**Documento di partenza**
═══

"È solo un gioco": cosa rischiamo quando diciamo ad un bambino questa frase?

Sminuire l'importanza della motivazione che un bambino mette nel gioco rischia di generare effetti dannosi che si possono sviluppare insieme all'età. Articolo del Dott. Francesco Bacci

3 APR 2019 · Tempo di lettura: min.
"È solo un gioco": cosa rischiamo quando diciamo ad un bambino questa frase?

Domenica scorsa sono stato al parco con la mia famiglia, e al chiosco dei gelati mi è capitato di vedere una partita di calcio balilla tra bambini immersi in un totale stato di trance agonistica. Dopo il goal decisivo, una bambina della coppia che è uscita sconfitta è scoppiata a piangere ed è andata verso il proprio padre cercando un pò di conforto.

Il padre, prendendo la bambina in braccio, le ha detto: "È solo un gioco, non lo devi prendere così sul serio, neanche c'aveste scommesso sopra qualcosa…", e poco dopo ha cercato di dirottare la sua attenzione verso un'altalena libera.

Queste parole hanno fatto da specchio ad alcuni vissuti della mia infanzia e mi hanno attivato una serie di immagini e di ricordi: quante volte avremo sentito pronunciare una frase del genere da bambini?

Oggi ritengo lecito mettere in discussione il loro valore educativo partendo dall'intenzione con cui vengono pronunciate. Se infatti, trovandoci in una situazione simile, dovessimo sentire l'istinto di dire le stessi frasi di quel padre, avremmo prima di tutto il compito d'interrogarci se la nostra reale intenzione è di aiutare il bambino ad affrontare un dolore, ascoltandolo ed istruendolo, oppure quella di distrarlo per placare delle lamentele che non abbiamo voglia o non ci sentiamo in grado d'accogliere in quel momento. Cerchiamo di essere sinceri: è possibile a volte essere guidati dal secondo di questi propositi.

═══

**Dati di partenza**
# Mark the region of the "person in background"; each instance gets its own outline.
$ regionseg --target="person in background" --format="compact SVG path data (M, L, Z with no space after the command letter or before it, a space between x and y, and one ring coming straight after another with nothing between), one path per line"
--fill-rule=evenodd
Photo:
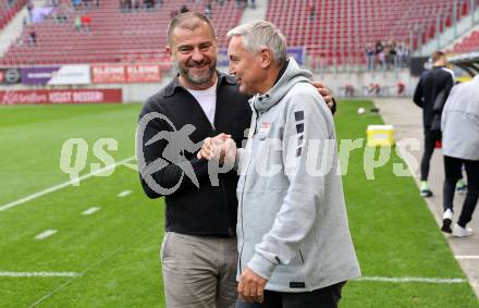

═══

**Cosa si chiede**
Secondo l'articolo, dove si svolgeva la partita di calcio balilla tra bambini? Rispondi con una frase, per favore.

**Soluzione proposta**
La partita si svolgeva al chiosco dei gelati del parco.